━━ Texto

Jeito natural de prevenir cáries

Uma fruta encontrada em uma área que se extende da Amazônia ao Rio Grande do Sul pode ser o futuro da prevenção de cáries. Pesquisadores brasileiros descobriram no bacupari uma substância tão eficiente no combate à bactéria que ataca os dentes quanto o antisséptico químico mais usado por dentistas em consultório. Ao contrário dos compostos artificiais, o antibiótico natural não altera o paladar e não provoca manchas nos dentes.

A substância encontrada no bacupari, a 7-epiclusianona, foi isolada e identificada pela primeira vez em 1999 pelo químico Marcelo dos Santos, do Laboratório de Fitoquímica e Química Medicinal da Universidade Federal de Alfenas (Unifal), em Minas Gerais. O pesquisador já estudava o bacupari há mais de 16 anos e descobriu suas propriedades antibacterianas a partir do uso popular da fruta. “Mesmo sem a comprovação científica, algumas pessoas usavam o bacupari em garrafadas e chás para curar infecções e tumores”, conta.

Em baixas concentrações, o extrato da casca de bacupari inibe a ação da bactéria causadora da cárie.

A partir desses resultados, pesquisadores da Faculdade de Odontologia de Piracicaba (FOP) da Universidade Estadual de Campinas (Unicamp) comprovaram agora em testes com culturas de bactérias a eficiência da substância no combate a cáries e descobriram que ela é encontrada em maior concentração na casca do bacupari. O extrato da casca da fruta se revelou um poderoso antibiótico: em baixas concentrações, entre 2,5 e 5 microgramas/mililitro, ele inibe a ação da principal bactéria causadora da cárie, a Streptococcus mutans.

 

Barreira contra as placas

Diferentemente da clorexidina – antisséptico químico mais usado pelos dentistas –, a 7-epiclusianona não mata a bactéria da cárie, mas a torna inofensiva. Quando a higiene bucal não é adequada, essas bactérias, que vivem na boca, grudam nos dentes e formam uma placa. Juntas, elas transformam o açúcar dos restos de alimentos em um ácido que corrói o dente. A substância presente no bacupari impede a formação da placa, além de inibir a produção do ácido.

Experimento in vitro com bactérias S. mutans
Experimento in vitro feito com bactérias S. mutans comprovou a eficiência 7-epiclusianona no combate às cáries (foto: Myrella Castro).

━━━━
━━ Informações exibidas

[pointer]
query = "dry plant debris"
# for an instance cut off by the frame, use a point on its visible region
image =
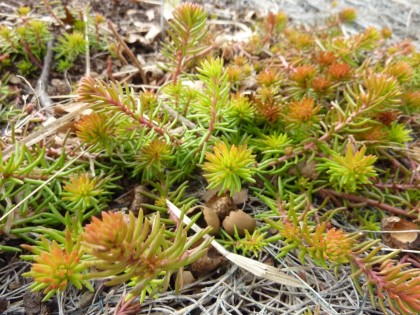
(290, 129)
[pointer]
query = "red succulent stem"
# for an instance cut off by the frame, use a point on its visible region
(370, 202)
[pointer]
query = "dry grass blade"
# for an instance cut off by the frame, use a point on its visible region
(43, 133)
(255, 267)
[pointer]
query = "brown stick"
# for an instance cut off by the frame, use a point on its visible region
(129, 52)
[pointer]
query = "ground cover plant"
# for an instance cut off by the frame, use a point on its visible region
(304, 139)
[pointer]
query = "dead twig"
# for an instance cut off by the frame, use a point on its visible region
(42, 83)
(129, 52)
(253, 266)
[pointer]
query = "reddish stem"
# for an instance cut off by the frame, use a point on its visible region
(370, 202)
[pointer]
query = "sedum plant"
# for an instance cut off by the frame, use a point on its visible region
(119, 248)
(315, 124)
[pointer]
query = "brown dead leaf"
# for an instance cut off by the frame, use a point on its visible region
(398, 239)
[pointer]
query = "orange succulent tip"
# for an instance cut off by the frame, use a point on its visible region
(276, 21)
(240, 60)
(386, 32)
(234, 73)
(320, 85)
(388, 117)
(375, 133)
(348, 15)
(106, 232)
(148, 100)
(268, 77)
(325, 58)
(99, 19)
(22, 11)
(303, 74)
(339, 71)
(338, 245)
(400, 70)
(412, 99)
(303, 110)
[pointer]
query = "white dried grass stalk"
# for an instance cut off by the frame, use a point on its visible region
(257, 268)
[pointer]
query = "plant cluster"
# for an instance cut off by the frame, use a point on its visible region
(324, 133)
(24, 46)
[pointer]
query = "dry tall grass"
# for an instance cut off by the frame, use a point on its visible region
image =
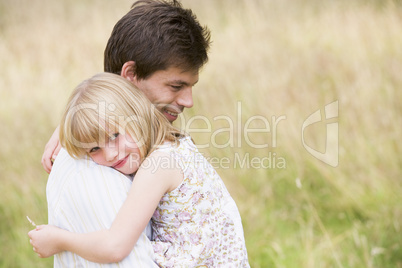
(277, 58)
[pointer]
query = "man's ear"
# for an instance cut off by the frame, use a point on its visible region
(128, 71)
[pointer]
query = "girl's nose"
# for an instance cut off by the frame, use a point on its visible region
(110, 153)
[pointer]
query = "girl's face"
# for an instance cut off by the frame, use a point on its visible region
(119, 152)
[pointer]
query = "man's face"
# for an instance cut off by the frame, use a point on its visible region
(169, 90)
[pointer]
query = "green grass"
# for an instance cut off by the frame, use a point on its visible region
(278, 58)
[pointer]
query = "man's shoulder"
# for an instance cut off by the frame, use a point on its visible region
(66, 166)
(70, 176)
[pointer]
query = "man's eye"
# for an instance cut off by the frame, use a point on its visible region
(177, 87)
(93, 150)
(114, 136)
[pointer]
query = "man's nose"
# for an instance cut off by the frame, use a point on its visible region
(110, 153)
(186, 97)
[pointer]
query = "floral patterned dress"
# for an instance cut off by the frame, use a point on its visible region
(198, 223)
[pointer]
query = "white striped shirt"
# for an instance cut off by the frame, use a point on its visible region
(83, 197)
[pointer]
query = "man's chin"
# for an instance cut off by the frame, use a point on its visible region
(170, 117)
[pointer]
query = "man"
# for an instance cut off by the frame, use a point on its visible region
(159, 47)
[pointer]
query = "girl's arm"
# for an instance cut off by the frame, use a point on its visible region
(150, 183)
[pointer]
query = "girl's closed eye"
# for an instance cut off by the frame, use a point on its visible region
(114, 136)
(177, 87)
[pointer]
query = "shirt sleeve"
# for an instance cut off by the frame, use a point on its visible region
(89, 200)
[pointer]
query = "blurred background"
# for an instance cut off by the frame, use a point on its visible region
(272, 64)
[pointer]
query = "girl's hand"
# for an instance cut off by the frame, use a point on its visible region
(52, 148)
(45, 240)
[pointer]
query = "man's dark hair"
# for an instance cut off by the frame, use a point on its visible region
(156, 35)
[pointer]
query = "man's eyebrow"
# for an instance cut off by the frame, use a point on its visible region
(181, 82)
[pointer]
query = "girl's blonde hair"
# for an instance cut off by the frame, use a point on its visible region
(107, 104)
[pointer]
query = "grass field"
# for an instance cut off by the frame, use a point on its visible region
(272, 64)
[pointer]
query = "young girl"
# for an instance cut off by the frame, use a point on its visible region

━━━━

Problemas a resolver:
1. Extraia, sem nenhuma alteração, o trecho do texto sobre o bacupari que começa em "Jeito natural de" e termina em "manchas nos dentes.".
2. Prolongue o texto sobre o bacupari e a prevenção de cáries a partir do ponto em que ele termina.

Conjunto de respostas:
1.
Jeito natural de prevenir cáries

Uma fruta encontrada em uma área que se extende da Amazônia ao Rio Grande do Sul pode ser o futuro da prevenção de cáries. Pesquisadores brasileiros descobriram no bacupari uma substância tão eficiente no combate à bactéria que ataca os dentes quanto o antisséptico químico mais usado por dentistas em consultório. Ao contrário dos compostos artificiais, o antibiótico natural não altera o paladar e não provoca manchas nos dentes.

2.
“A 7-epiclusianona age segundo um conceito moderno de antibiótico”, diz o farmacologista Pedro Rosalen, professor da Unicamp envolvido na pesquisa. “A morte de bactérias é pequena. A S. mutans continua lá, mas a substância age impedindo a doença.”

Rosalen explica que a clorexidina remove toda a placa rapidamente, mas em alguns minutos ela se forma de novo, porque outras bactérias surgem na boca.

“Ao contrário da clorexidina, a 7-epiclusianona não possui ação instantânea, mas é mais eficiente como meio de prevenção da cárie porque inibe a ação das bactérias”, reforça.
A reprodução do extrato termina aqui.